─── DATASET ENTRIES

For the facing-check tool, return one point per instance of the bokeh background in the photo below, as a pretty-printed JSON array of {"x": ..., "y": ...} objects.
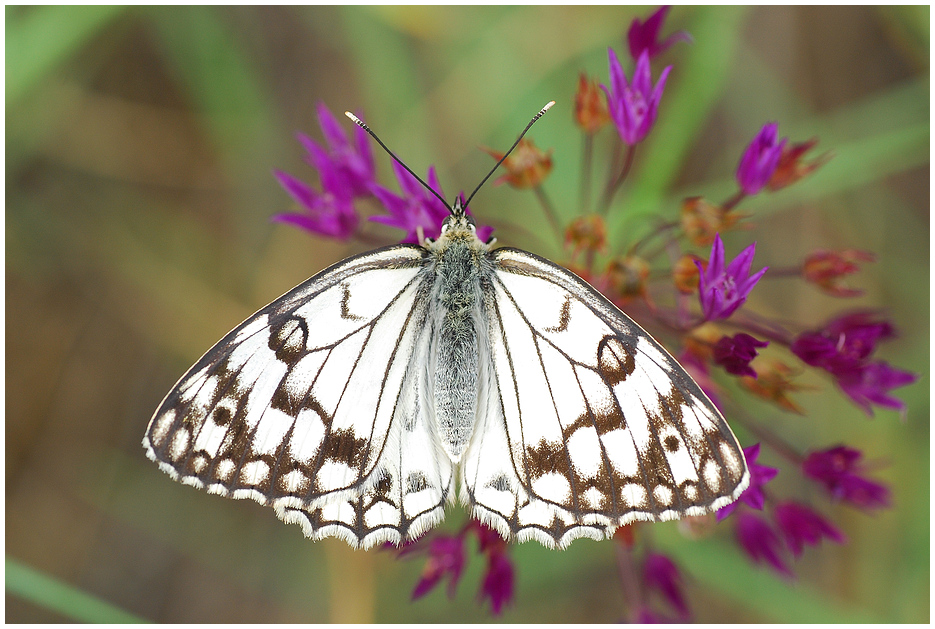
[{"x": 139, "y": 150}]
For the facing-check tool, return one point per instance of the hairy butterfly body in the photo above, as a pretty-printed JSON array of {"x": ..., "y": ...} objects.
[{"x": 351, "y": 404}]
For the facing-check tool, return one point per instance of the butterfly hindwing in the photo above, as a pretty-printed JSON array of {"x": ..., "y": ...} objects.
[
  {"x": 596, "y": 425},
  {"x": 311, "y": 403}
]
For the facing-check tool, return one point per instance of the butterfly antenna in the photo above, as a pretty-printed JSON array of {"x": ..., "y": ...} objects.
[
  {"x": 494, "y": 169},
  {"x": 360, "y": 123}
]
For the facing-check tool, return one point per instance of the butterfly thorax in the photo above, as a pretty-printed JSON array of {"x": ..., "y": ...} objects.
[{"x": 459, "y": 260}]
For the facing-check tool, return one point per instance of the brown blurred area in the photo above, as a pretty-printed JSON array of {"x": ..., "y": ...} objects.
[{"x": 138, "y": 233}]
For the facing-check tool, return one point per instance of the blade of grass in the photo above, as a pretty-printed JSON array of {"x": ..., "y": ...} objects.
[
  {"x": 63, "y": 598},
  {"x": 39, "y": 39}
]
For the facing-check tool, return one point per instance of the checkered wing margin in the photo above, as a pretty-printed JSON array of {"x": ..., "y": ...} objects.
[
  {"x": 589, "y": 423},
  {"x": 316, "y": 406}
]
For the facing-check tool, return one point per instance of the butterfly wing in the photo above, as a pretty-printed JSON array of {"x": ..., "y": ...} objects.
[
  {"x": 310, "y": 404},
  {"x": 587, "y": 422}
]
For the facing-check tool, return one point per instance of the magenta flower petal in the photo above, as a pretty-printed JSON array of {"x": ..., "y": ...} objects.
[
  {"x": 760, "y": 159},
  {"x": 498, "y": 582},
  {"x": 800, "y": 526},
  {"x": 842, "y": 349},
  {"x": 722, "y": 291},
  {"x": 446, "y": 558},
  {"x": 644, "y": 36},
  {"x": 871, "y": 385},
  {"x": 633, "y": 106},
  {"x": 661, "y": 574},
  {"x": 326, "y": 214},
  {"x": 760, "y": 475},
  {"x": 734, "y": 353},
  {"x": 836, "y": 468},
  {"x": 760, "y": 542}
]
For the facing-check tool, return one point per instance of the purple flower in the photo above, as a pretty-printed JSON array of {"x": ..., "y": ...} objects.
[
  {"x": 760, "y": 542},
  {"x": 661, "y": 574},
  {"x": 842, "y": 349},
  {"x": 498, "y": 582},
  {"x": 329, "y": 213},
  {"x": 723, "y": 290},
  {"x": 760, "y": 160},
  {"x": 446, "y": 557},
  {"x": 416, "y": 208},
  {"x": 353, "y": 165},
  {"x": 801, "y": 526},
  {"x": 344, "y": 173},
  {"x": 871, "y": 384},
  {"x": 843, "y": 343},
  {"x": 734, "y": 353},
  {"x": 835, "y": 469},
  {"x": 633, "y": 106},
  {"x": 643, "y": 36},
  {"x": 759, "y": 476}
]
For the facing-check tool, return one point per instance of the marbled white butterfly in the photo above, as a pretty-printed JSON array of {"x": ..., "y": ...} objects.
[{"x": 351, "y": 403}]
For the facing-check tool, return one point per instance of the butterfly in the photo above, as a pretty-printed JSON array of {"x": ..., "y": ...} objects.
[{"x": 360, "y": 402}]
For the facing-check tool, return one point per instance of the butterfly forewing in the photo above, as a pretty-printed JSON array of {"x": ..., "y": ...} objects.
[
  {"x": 311, "y": 403},
  {"x": 601, "y": 426},
  {"x": 336, "y": 406}
]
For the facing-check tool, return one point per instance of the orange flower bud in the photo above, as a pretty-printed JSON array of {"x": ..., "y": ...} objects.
[
  {"x": 526, "y": 167},
  {"x": 586, "y": 233},
  {"x": 827, "y": 269},
  {"x": 685, "y": 273},
  {"x": 774, "y": 383},
  {"x": 791, "y": 168},
  {"x": 702, "y": 220},
  {"x": 627, "y": 277}
]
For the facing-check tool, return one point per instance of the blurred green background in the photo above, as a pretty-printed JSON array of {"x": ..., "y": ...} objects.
[{"x": 140, "y": 144}]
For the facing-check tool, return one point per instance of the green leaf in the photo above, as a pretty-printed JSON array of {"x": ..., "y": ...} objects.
[
  {"x": 55, "y": 595},
  {"x": 723, "y": 568},
  {"x": 40, "y": 39}
]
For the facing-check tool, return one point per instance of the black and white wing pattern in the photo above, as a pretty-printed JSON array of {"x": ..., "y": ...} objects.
[
  {"x": 585, "y": 422},
  {"x": 317, "y": 406}
]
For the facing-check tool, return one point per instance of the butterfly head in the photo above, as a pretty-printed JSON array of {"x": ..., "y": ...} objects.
[{"x": 459, "y": 219}]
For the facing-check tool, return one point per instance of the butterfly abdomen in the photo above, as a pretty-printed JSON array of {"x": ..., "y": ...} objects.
[{"x": 457, "y": 287}]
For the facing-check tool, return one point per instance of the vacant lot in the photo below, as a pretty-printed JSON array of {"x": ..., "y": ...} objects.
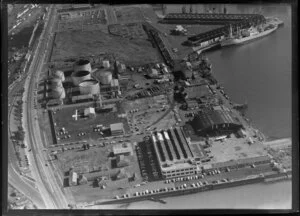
[
  {"x": 63, "y": 118},
  {"x": 78, "y": 43}
]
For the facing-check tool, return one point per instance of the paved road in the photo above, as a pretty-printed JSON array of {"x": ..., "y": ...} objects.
[
  {"x": 45, "y": 180},
  {"x": 14, "y": 177}
]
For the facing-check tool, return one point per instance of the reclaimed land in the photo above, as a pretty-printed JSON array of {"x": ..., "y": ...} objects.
[{"x": 82, "y": 43}]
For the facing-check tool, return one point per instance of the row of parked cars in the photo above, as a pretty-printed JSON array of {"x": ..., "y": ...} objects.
[
  {"x": 187, "y": 178},
  {"x": 154, "y": 191}
]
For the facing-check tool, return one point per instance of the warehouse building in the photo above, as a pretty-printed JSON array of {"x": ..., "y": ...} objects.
[
  {"x": 89, "y": 112},
  {"x": 122, "y": 149},
  {"x": 240, "y": 163},
  {"x": 73, "y": 178},
  {"x": 174, "y": 153},
  {"x": 215, "y": 122},
  {"x": 117, "y": 129}
]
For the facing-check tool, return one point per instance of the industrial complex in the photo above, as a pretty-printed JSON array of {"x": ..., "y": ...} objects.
[{"x": 122, "y": 114}]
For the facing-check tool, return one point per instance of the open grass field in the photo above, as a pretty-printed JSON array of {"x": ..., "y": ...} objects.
[{"x": 82, "y": 43}]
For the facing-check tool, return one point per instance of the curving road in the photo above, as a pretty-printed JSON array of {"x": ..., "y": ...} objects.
[
  {"x": 14, "y": 178},
  {"x": 46, "y": 183}
]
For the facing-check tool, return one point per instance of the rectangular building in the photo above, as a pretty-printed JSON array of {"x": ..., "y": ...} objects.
[
  {"x": 174, "y": 153},
  {"x": 117, "y": 129}
]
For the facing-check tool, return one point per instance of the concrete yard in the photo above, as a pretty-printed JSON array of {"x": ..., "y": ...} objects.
[{"x": 235, "y": 148}]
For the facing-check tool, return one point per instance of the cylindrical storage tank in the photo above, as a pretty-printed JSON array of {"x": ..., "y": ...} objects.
[
  {"x": 59, "y": 75},
  {"x": 82, "y": 65},
  {"x": 80, "y": 76},
  {"x": 89, "y": 87},
  {"x": 54, "y": 83},
  {"x": 58, "y": 93},
  {"x": 105, "y": 77},
  {"x": 106, "y": 64}
]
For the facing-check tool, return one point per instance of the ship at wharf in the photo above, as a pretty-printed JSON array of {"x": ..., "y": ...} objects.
[{"x": 263, "y": 178}]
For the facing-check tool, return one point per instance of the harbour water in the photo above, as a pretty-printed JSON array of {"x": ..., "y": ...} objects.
[{"x": 258, "y": 73}]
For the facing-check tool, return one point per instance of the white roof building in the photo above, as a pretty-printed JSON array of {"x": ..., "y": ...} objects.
[{"x": 90, "y": 111}]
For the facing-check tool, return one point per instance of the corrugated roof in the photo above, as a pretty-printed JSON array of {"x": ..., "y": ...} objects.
[
  {"x": 116, "y": 126},
  {"x": 213, "y": 117}
]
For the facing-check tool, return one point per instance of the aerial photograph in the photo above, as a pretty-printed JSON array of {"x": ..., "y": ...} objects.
[{"x": 149, "y": 106}]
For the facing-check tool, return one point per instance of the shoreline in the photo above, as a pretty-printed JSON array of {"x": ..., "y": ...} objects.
[{"x": 265, "y": 179}]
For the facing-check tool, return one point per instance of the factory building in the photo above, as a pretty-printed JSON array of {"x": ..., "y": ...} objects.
[
  {"x": 215, "y": 122},
  {"x": 239, "y": 163},
  {"x": 57, "y": 89},
  {"x": 73, "y": 178},
  {"x": 122, "y": 149},
  {"x": 117, "y": 129},
  {"x": 80, "y": 76},
  {"x": 59, "y": 75},
  {"x": 89, "y": 112},
  {"x": 82, "y": 98},
  {"x": 174, "y": 153},
  {"x": 90, "y": 86}
]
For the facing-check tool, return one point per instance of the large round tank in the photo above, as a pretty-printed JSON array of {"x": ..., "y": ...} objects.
[
  {"x": 80, "y": 76},
  {"x": 55, "y": 82},
  {"x": 105, "y": 77},
  {"x": 89, "y": 87},
  {"x": 58, "y": 93},
  {"x": 82, "y": 65},
  {"x": 59, "y": 75}
]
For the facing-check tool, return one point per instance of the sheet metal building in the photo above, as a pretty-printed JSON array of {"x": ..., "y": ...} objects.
[
  {"x": 175, "y": 155},
  {"x": 215, "y": 122}
]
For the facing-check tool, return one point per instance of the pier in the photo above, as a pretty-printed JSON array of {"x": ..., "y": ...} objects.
[{"x": 209, "y": 19}]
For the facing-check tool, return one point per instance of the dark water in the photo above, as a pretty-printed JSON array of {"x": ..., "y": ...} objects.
[{"x": 259, "y": 72}]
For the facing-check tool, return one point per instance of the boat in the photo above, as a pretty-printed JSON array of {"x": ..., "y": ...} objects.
[
  {"x": 249, "y": 34},
  {"x": 274, "y": 21}
]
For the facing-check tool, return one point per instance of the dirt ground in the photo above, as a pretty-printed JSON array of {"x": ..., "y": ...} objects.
[
  {"x": 63, "y": 118},
  {"x": 135, "y": 52}
]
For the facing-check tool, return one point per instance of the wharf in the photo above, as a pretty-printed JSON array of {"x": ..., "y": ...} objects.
[
  {"x": 211, "y": 19},
  {"x": 221, "y": 185}
]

──────

» **TASK OBJECTIVE**
Only the lines from the one containing "of the sheet" to the end of the listing belong in the output, each reproduced exactly.

» **TASK ANSWER**
For the facing-check tool, return one point per instance of the sheet metal building in the photo above, as a pretty-printed JSON array of {"x": ..., "y": ...} objects.
[
  {"x": 175, "y": 155},
  {"x": 215, "y": 122}
]
For the facing-check tool, return one point per instance of the pier in the photo above, as a pretty-printed JSON array of {"x": ..., "y": ...} objects.
[{"x": 209, "y": 19}]
For the facing-check tool, return one point per instance of the dark water in the photo above, as a pretty-printed JSON array of {"x": ..., "y": ...} objects.
[{"x": 259, "y": 72}]
For the facing-check tool, return one point per instance of the boat in the photo above, as a pretty-printed JSON array of {"x": ..., "y": ...} objects.
[
  {"x": 249, "y": 34},
  {"x": 274, "y": 21}
]
For the facing-check tool, return one point per instance of the dirt ground in the photo above, as a pretty-printed JSON array of {"x": ..., "y": ...} objects.
[
  {"x": 63, "y": 118},
  {"x": 135, "y": 52}
]
For the facing-check tool, return one point per instance of the wharf in the photo above, as a pretty-printed JSON array of {"x": ..., "y": ...} objects.
[
  {"x": 211, "y": 19},
  {"x": 221, "y": 185}
]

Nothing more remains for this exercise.